The task :: Reproduce all of the records below, replacing each occurrence of "a point for each instance" with "one mark for every instance" and leaving everything else unchanged. Omit the pictures from your answer.

######

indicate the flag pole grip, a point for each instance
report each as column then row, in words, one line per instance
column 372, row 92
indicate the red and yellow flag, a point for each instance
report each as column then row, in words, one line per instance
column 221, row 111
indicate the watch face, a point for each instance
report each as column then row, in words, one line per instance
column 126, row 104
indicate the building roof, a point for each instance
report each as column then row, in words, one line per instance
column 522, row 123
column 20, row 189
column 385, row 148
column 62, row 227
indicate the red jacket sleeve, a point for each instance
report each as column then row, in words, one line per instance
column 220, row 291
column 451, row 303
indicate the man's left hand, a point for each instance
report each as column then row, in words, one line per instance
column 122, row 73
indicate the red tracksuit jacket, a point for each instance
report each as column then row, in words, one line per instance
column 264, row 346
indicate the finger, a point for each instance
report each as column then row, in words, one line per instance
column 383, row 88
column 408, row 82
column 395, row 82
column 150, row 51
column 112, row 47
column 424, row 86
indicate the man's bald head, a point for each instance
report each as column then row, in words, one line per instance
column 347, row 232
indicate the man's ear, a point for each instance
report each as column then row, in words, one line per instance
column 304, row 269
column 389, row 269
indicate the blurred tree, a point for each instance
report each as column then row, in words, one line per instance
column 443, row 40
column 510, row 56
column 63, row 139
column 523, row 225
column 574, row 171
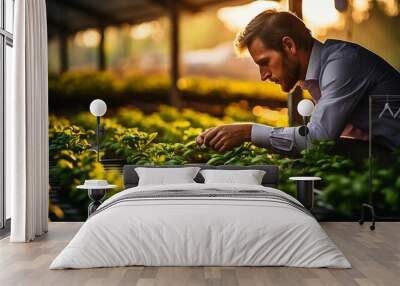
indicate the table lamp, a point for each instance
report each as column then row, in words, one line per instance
column 305, row 109
column 98, row 108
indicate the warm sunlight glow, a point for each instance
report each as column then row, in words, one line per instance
column 361, row 10
column 89, row 38
column 319, row 15
column 391, row 7
column 236, row 18
column 145, row 30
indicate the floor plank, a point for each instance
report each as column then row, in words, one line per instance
column 375, row 257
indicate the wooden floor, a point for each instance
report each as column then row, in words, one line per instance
column 375, row 257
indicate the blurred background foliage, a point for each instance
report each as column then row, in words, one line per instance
column 167, row 137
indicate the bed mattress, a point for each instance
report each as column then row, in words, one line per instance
column 201, row 225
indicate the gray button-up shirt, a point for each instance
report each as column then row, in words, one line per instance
column 346, row 75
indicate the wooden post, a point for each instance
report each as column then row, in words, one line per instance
column 294, row 97
column 102, row 54
column 63, row 41
column 174, row 98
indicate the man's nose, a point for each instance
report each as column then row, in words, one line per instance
column 265, row 75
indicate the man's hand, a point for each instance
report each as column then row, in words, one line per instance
column 225, row 137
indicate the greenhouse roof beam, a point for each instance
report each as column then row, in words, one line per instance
column 85, row 9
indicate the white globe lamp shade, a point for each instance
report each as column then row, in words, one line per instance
column 305, row 107
column 98, row 107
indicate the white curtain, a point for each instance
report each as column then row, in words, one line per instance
column 27, row 124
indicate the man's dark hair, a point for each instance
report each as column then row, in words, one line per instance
column 270, row 27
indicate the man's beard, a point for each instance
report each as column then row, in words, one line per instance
column 292, row 74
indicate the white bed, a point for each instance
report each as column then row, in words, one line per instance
column 206, row 230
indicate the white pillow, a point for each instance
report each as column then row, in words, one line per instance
column 163, row 176
column 249, row 177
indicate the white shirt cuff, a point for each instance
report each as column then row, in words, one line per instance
column 260, row 135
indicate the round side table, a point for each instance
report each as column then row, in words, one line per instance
column 96, row 194
column 305, row 190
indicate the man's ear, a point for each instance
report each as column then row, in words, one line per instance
column 289, row 45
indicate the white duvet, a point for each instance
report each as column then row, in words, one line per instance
column 200, row 231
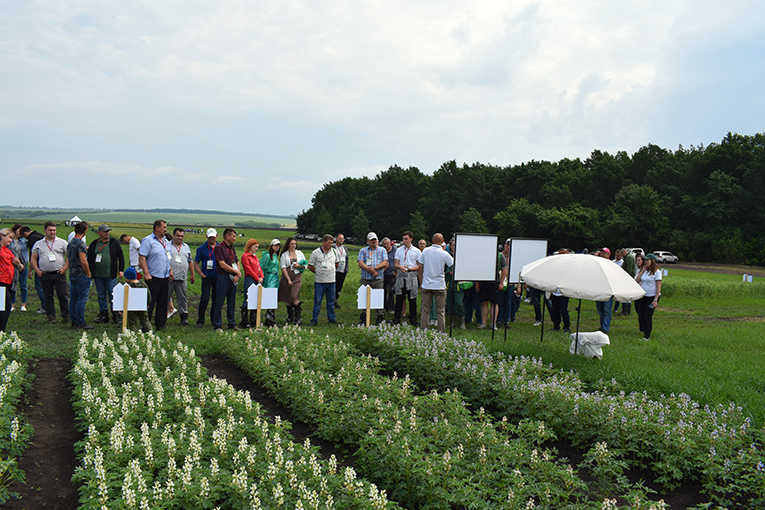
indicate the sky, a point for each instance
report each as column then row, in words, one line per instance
column 253, row 105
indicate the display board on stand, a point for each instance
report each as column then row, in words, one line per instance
column 475, row 257
column 524, row 251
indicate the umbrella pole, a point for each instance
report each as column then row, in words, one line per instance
column 578, row 314
column 544, row 305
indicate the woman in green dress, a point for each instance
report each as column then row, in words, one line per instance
column 269, row 263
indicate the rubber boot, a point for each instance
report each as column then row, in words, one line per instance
column 271, row 319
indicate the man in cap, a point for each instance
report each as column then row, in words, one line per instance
column 50, row 263
column 432, row 270
column 106, row 262
column 133, row 246
column 182, row 266
column 154, row 259
column 205, row 266
column 373, row 259
column 228, row 277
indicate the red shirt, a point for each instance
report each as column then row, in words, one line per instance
column 7, row 269
column 251, row 266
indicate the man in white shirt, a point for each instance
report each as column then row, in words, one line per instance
column 342, row 266
column 407, row 279
column 50, row 264
column 432, row 268
column 133, row 246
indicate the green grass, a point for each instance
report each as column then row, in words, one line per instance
column 711, row 348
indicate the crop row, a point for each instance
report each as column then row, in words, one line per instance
column 160, row 434
column 15, row 433
column 428, row 451
column 675, row 437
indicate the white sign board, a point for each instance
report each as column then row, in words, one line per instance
column 269, row 298
column 378, row 296
column 138, row 299
column 522, row 252
column 475, row 257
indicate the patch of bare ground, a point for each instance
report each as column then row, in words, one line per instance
column 50, row 460
column 222, row 367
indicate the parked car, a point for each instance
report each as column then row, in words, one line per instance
column 666, row 257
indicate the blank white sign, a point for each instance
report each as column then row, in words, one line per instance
column 138, row 299
column 269, row 298
column 522, row 252
column 377, row 298
column 475, row 257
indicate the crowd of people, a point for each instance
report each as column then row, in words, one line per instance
column 164, row 264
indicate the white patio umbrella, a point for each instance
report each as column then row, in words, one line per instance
column 581, row 276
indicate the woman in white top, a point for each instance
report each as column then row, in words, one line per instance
column 649, row 278
column 292, row 264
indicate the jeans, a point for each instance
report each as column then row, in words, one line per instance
column 104, row 288
column 55, row 282
column 428, row 298
column 319, row 291
column 226, row 290
column 78, row 297
column 209, row 286
column 560, row 311
column 604, row 310
column 159, row 290
column 22, row 286
column 38, row 289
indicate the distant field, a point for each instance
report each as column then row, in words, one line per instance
column 97, row 217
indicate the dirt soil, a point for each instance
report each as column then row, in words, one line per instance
column 50, row 461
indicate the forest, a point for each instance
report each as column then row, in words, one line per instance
column 705, row 204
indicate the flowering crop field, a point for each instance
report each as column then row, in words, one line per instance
column 161, row 434
column 14, row 432
column 674, row 437
column 427, row 449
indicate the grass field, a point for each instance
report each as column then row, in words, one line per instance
column 709, row 346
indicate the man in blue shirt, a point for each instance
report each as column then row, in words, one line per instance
column 154, row 259
column 204, row 265
column 373, row 260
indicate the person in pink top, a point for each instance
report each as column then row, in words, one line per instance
column 253, row 274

######

Result of this exercise ::
indicate the flag pole grip, one mark for every instance
report each as column then row, in words, one line per instance
column 372, row 92
indicate the red and yellow flag, one mark for every instance
report each as column then row, in words, one line per instance
column 221, row 111
indicate the watch face, one mark for every instance
report each as column then row, in words, one line per instance
column 126, row 104
indicate the building roof, one mark for every instance
report each as column then row, in words, one line per instance
column 522, row 123
column 20, row 189
column 385, row 148
column 62, row 227
indicate the red jacket sleeve, one mark for every instance
report each as column then row, in words, one line per instance
column 220, row 291
column 451, row 303
indicate the man's left hand, one mark for every instance
report each as column then row, in words, one line per instance
column 122, row 73
indicate the red tracksuit jacket, one mark for every instance
report each as column then row, in words, one line per instance
column 264, row 346
indicate the finger, one mark for every instance
report each as column then row, in words, one line per instance
column 383, row 88
column 408, row 82
column 395, row 82
column 150, row 51
column 112, row 47
column 424, row 86
indicate the man's bald head, one mark for every instance
report each as column then row, in words, one line per instance
column 347, row 232
indicate the man's ear, one mark for every instance
report each as column then row, in words, one line per instance
column 304, row 269
column 389, row 269
indicate the blurred tree, one mark for every instance
report each as column then row, in words, one line per instance
column 443, row 40
column 510, row 56
column 63, row 139
column 523, row 225
column 574, row 171
indicate the table lamp, one mark for every instance
report each as column then row, in words, one line per instance
column 305, row 109
column 98, row 108
indicate the warm sunlight glow, one mark for every instance
report each as column then row, in words, one line per instance
column 361, row 10
column 89, row 38
column 319, row 15
column 391, row 7
column 236, row 18
column 145, row 30
indicate the floor plank, one mark for every instance
report each as column then row, in words, one line per instance
column 375, row 257
indicate the wooden floor, one mark for every instance
report each as column then row, in words, one line per instance
column 375, row 257
indicate the blurred background foliage, one mark for every instance
report each as column then row, in words, one line per instance
column 167, row 137
indicate the bed mattress, one mark for every instance
report each as column then row, in words, one line per instance
column 201, row 225
indicate the gray button-up shirt, one mark for every instance
report each as column then row, in words, one line per instance
column 346, row 75
indicate the wooden post, one mark for every instance
report each as column then row, in words, one line per instance
column 294, row 97
column 102, row 54
column 63, row 41
column 174, row 98
indicate the man's nose, one mark for every instance
report each as column then row, in words, one line per instance
column 265, row 75
indicate the man's hand, one mark for every instance
report each as column then row, in words, one line per instance
column 225, row 137
indicate the greenhouse roof beam, one mark for every instance
report each as column then row, in words, one line per instance
column 85, row 9
indicate the white globe lamp shade, one mark for every instance
report each as column then row, in words, one line per instance
column 305, row 107
column 98, row 107
indicate the white curtain, one mark for every instance
report each as column then row, in words, one line per instance
column 27, row 124
indicate the man's dark hair, one mark for every instance
report each as column then row, in words, one line per instance
column 270, row 27
indicate the man's beard, one mark for every instance
report each as column then row, in words, one line per instance
column 292, row 74
indicate the white bed, one mark for every instance
report each as column then row, in words, one line per instance
column 206, row 230
indicate the white pillow, one mark for every instance
report each as column then row, in words, one line per instance
column 163, row 176
column 249, row 177
indicate the white shirt cuff, one mark for every instance
report each as column then row, in words, one line per instance
column 260, row 135
indicate the round side table, one mark for every instance
report each as column then row, in words, one line per instance
column 96, row 194
column 305, row 190
indicate the man's ear, one mark for every instance
report each as column then row, in words, one line per instance
column 289, row 45
indicate the white duvet, one mark for every instance
report each as column then row, in words, one line per instance
column 200, row 231
indicate the sky, one mark for every instance
report each as column then row, in words, one line per instance
column 253, row 105
indicate the display board on stand, one mark for every instance
report each as column then row, in words, one line per instance
column 475, row 257
column 524, row 251
indicate the umbrella pole, one mark for every instance
report each as column then row, in words, one line per instance
column 578, row 314
column 544, row 305
indicate the woman in green dress, one mark for every instance
report each as column then row, in words, one line per instance
column 269, row 263
indicate the rubber boot, one mark for every instance
report each as column then row, in words, one line per instance
column 271, row 319
indicate the man in cap, one mark for every instance
report each as column then row, in words, one line per instance
column 50, row 263
column 432, row 270
column 106, row 262
column 133, row 246
column 182, row 266
column 154, row 259
column 205, row 266
column 373, row 259
column 228, row 277
indicate the red shirt, one mark for every instance
report each as column then row, in words, one line per instance
column 7, row 269
column 251, row 266
indicate the man in white shirt, one mark for every instance
report each as column then row, in words, one line per instance
column 342, row 266
column 407, row 279
column 50, row 264
column 432, row 268
column 133, row 246
indicate the green grass, one mark for every instance
report each as column then row, in words, one line per instance
column 711, row 348
indicate the crop row, one mark for every instance
report each as column then row, in words, one line per instance
column 160, row 434
column 15, row 433
column 428, row 451
column 675, row 437
indicate the white sign board, one mark for every instance
report each as column then row, in words, one line per instance
column 269, row 298
column 378, row 296
column 138, row 299
column 522, row 252
column 475, row 257
indicate the patch of bare ground, one mark for every instance
report each as column then row, in words, one line per instance
column 50, row 460
column 222, row 367
indicate the parked car, one mark for every instance
report each as column then row, in words, one line per instance
column 666, row 257
indicate the blank white sign, one mark for every instance
report each as column then row, in words, one line per instance
column 138, row 299
column 269, row 298
column 522, row 252
column 377, row 298
column 475, row 257
indicate the crowd of people, one mark for every instance
report each as column then row, in words, one line per instance
column 164, row 264
indicate the white patio umbrella, one mark for every instance
report each as column then row, in words, one line per instance
column 581, row 276
indicate the woman in white top, one mark for every instance
report each as column then row, in words, one line per instance
column 649, row 278
column 292, row 264
indicate the jeans, one mark for every instance
report each as column then row, in words, one line per instance
column 104, row 288
column 55, row 282
column 428, row 298
column 319, row 291
column 226, row 290
column 78, row 297
column 209, row 286
column 560, row 311
column 604, row 310
column 159, row 290
column 22, row 286
column 38, row 289
indicate the distant field, one mark for every instance
report each as column then row, in words, one line per instance
column 97, row 217
indicate the dirt soil, one mark for every instance
report each as column then row, in words, one line per instance
column 50, row 461
indicate the forest, one mark for every instance
report each as column then row, in words, one line per instance
column 705, row 204
indicate the flowering crop field, one mark for every instance
report each as column then row, in words, one line per instance
column 161, row 434
column 14, row 432
column 674, row 437
column 427, row 449
indicate the grass field, one mark for every instance
report each as column then row, in words, one line per instance
column 709, row 346
indicate the man in blue shirt, one mark for every instance
report each as column then row, in words, one line per instance
column 154, row 259
column 204, row 265
column 373, row 260
indicate the person in pink top, one mark for every instance
report each as column then row, in words, one line per instance
column 253, row 274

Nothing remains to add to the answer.